THE PROBLEM - Scan the listing below for the word "white" and copy every line where it occurs.

*** GIVEN INFORMATION Section Begins ***

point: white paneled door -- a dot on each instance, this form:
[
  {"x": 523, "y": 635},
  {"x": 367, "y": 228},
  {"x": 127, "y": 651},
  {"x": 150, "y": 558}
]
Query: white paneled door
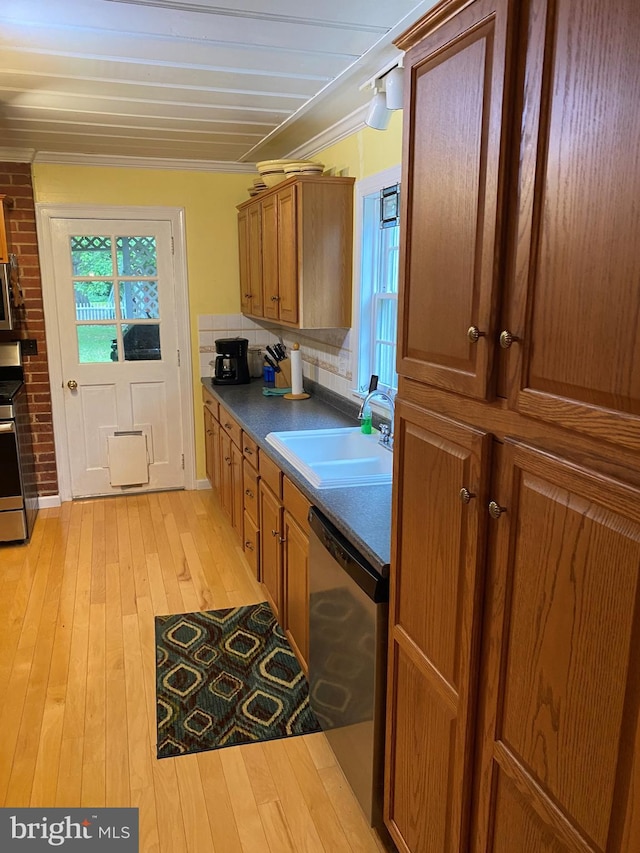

*** GIVEN INFORMATION Section Ends ***

EXERCISE SOLUTION -
point: white paneled door -- a dot on each instance, this form:
Query: white paneled door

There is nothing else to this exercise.